Top of Entries shown

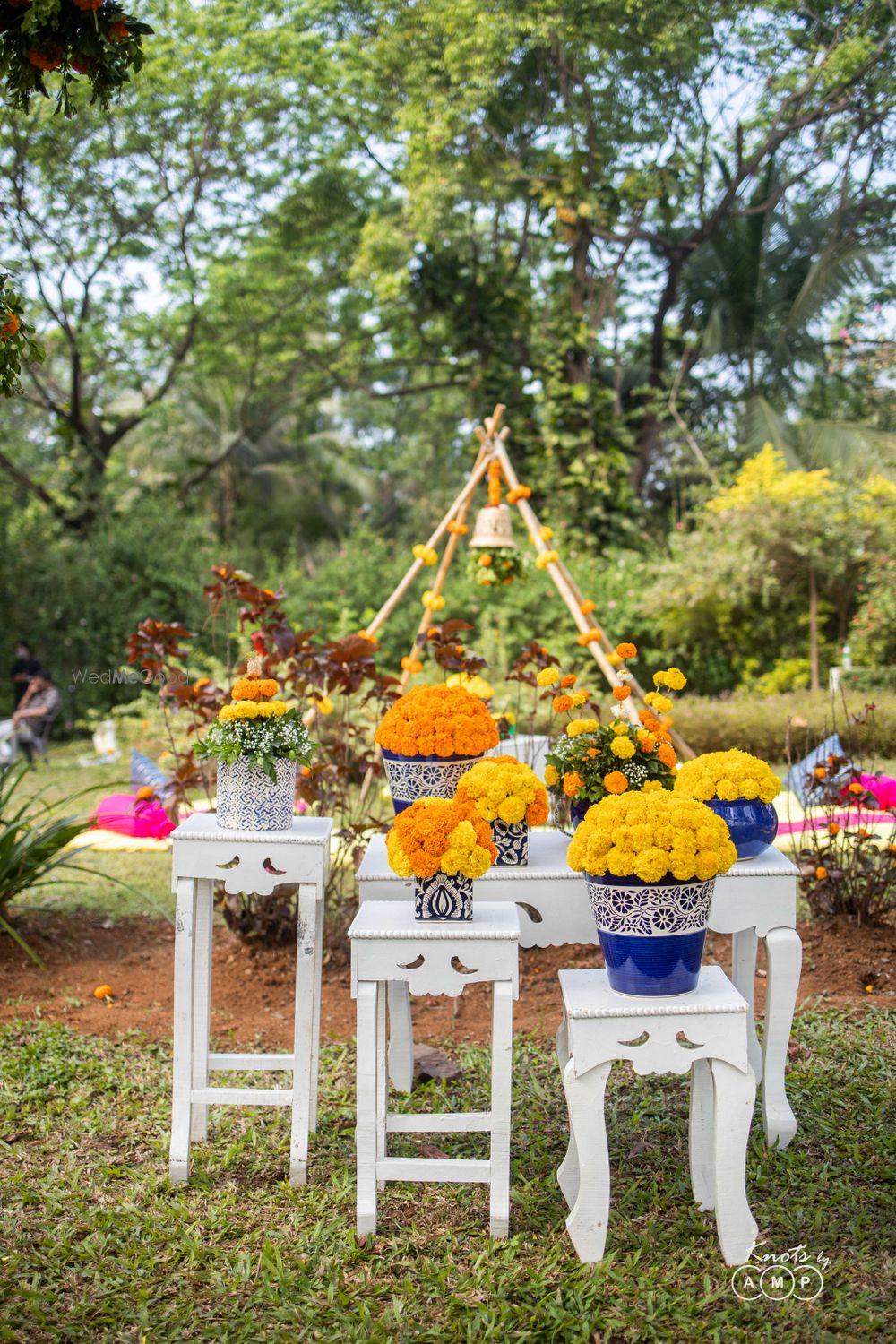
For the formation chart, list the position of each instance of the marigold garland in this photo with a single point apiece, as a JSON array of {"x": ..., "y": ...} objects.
[
  {"x": 727, "y": 776},
  {"x": 651, "y": 836},
  {"x": 438, "y": 720},
  {"x": 440, "y": 835},
  {"x": 505, "y": 789}
]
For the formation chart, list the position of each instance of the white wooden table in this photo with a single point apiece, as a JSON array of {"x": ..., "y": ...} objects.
[
  {"x": 252, "y": 862},
  {"x": 754, "y": 900}
]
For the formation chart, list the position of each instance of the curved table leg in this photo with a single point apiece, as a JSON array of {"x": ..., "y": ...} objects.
[
  {"x": 401, "y": 1050},
  {"x": 702, "y": 1136},
  {"x": 783, "y": 952},
  {"x": 735, "y": 1094},
  {"x": 743, "y": 972},
  {"x": 587, "y": 1222}
]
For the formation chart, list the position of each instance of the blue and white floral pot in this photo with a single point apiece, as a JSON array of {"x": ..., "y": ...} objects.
[
  {"x": 424, "y": 777},
  {"x": 651, "y": 935},
  {"x": 444, "y": 897},
  {"x": 753, "y": 825},
  {"x": 512, "y": 841},
  {"x": 250, "y": 800}
]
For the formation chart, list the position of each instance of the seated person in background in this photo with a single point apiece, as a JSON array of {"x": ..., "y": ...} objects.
[
  {"x": 35, "y": 712},
  {"x": 23, "y": 668}
]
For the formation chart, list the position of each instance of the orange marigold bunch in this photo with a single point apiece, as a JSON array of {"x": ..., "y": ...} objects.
[
  {"x": 438, "y": 720},
  {"x": 440, "y": 835}
]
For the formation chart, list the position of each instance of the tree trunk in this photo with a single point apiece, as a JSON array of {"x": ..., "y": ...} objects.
[{"x": 813, "y": 629}]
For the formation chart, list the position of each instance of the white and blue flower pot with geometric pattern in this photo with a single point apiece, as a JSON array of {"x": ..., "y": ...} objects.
[
  {"x": 444, "y": 897},
  {"x": 250, "y": 800},
  {"x": 651, "y": 935},
  {"x": 512, "y": 841},
  {"x": 424, "y": 777}
]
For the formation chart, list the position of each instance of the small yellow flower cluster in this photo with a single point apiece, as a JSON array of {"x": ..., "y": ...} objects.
[
  {"x": 727, "y": 776},
  {"x": 505, "y": 789},
  {"x": 651, "y": 835},
  {"x": 252, "y": 710}
]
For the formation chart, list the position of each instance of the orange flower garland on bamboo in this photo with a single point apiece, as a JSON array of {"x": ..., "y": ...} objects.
[
  {"x": 438, "y": 720},
  {"x": 440, "y": 835}
]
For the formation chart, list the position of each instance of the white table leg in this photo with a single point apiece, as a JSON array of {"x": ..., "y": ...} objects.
[
  {"x": 735, "y": 1094},
  {"x": 501, "y": 1089},
  {"x": 743, "y": 972},
  {"x": 180, "y": 1107},
  {"x": 303, "y": 1037},
  {"x": 401, "y": 1051},
  {"x": 700, "y": 1134},
  {"x": 587, "y": 1222},
  {"x": 367, "y": 1007},
  {"x": 316, "y": 1027},
  {"x": 202, "y": 1002},
  {"x": 783, "y": 954}
]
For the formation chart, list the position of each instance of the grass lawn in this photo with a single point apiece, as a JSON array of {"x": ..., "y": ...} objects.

Bottom of Entries shown

■ To do:
With the pictures excluded, the records are to be reproduced exactly.

■ Completed exercise:
For the formation chart, list the position of each instance of the marigold garland in this photo with a single point apiece, as a JSON array of {"x": ..., "y": ...} objects.
[
  {"x": 727, "y": 776},
  {"x": 651, "y": 836},
  {"x": 438, "y": 720},
  {"x": 440, "y": 835},
  {"x": 505, "y": 789}
]
For the formation chart, list the position of each instance of the white wooden table in this photo with a single point apiece, as a JSON array of {"x": ..., "y": ...} objects.
[
  {"x": 252, "y": 862},
  {"x": 754, "y": 900}
]
For the formation chart, list the position of each instance of the curved table leg in this photo with a single point apiece, as a JSON array of {"x": ..., "y": ...} objects.
[
  {"x": 401, "y": 1050},
  {"x": 702, "y": 1136},
  {"x": 783, "y": 952},
  {"x": 735, "y": 1094},
  {"x": 743, "y": 972},
  {"x": 587, "y": 1222}
]
For the formation chart, list the position of each instance of the blue and white floral pot in this photo with a single point apiece, as a JSON array of {"x": ..., "y": ...} objects.
[
  {"x": 424, "y": 777},
  {"x": 651, "y": 935},
  {"x": 444, "y": 897},
  {"x": 753, "y": 825},
  {"x": 512, "y": 841},
  {"x": 250, "y": 800}
]
For the formation chart, list the position of each instance of the seated person in background in this photo with a single point apiece, as a JSON array of {"x": ..., "y": ...} objects.
[
  {"x": 35, "y": 712},
  {"x": 23, "y": 668}
]
For the formation chart, list the position of each instance of the orange marigold bunch in this photo with a single point apiece, as a JSON array of {"x": ..., "y": ...} objects.
[
  {"x": 438, "y": 720},
  {"x": 440, "y": 835}
]
For the formation chart, list the position of each instance of the tree trunk in this photo with a single point apiece, as a JSON array of {"x": ..., "y": ...} objects.
[{"x": 813, "y": 629}]
For the formation chart, list the position of each instance of the white and blue flower pot with geometric pattern in this photo with a single point apiece, as a JSON array of {"x": ..., "y": ...} objects.
[
  {"x": 444, "y": 897},
  {"x": 250, "y": 800},
  {"x": 651, "y": 935},
  {"x": 512, "y": 841},
  {"x": 424, "y": 777}
]
For the formation chart, list the position of each instance of the small yellow flower cluster in this photo with a single point apiece, as a JSON array of {"x": ..., "y": ...} objects.
[
  {"x": 727, "y": 776},
  {"x": 505, "y": 789},
  {"x": 651, "y": 835},
  {"x": 252, "y": 710}
]
For the formation chart, list the position of each instance of the orange flower garland on bamboo in this photo with a single point apiece, as a JSON array of {"x": ..., "y": ...} objects.
[
  {"x": 438, "y": 720},
  {"x": 440, "y": 835}
]
For the formation chart, list the position of each instance of the white table leg in this photo with a single point apiece, as a JSON array of {"x": ..., "y": ...} objects.
[
  {"x": 735, "y": 1094},
  {"x": 501, "y": 1089},
  {"x": 743, "y": 972},
  {"x": 180, "y": 1107},
  {"x": 303, "y": 1037},
  {"x": 401, "y": 1051},
  {"x": 700, "y": 1134},
  {"x": 587, "y": 1222},
  {"x": 367, "y": 1007},
  {"x": 316, "y": 1027},
  {"x": 202, "y": 1002},
  {"x": 783, "y": 954}
]
For the formation chart, list the position of each instance of the grass lawn in this photo with a single point apiece, as a JSON array of {"x": ..., "y": ...} objects.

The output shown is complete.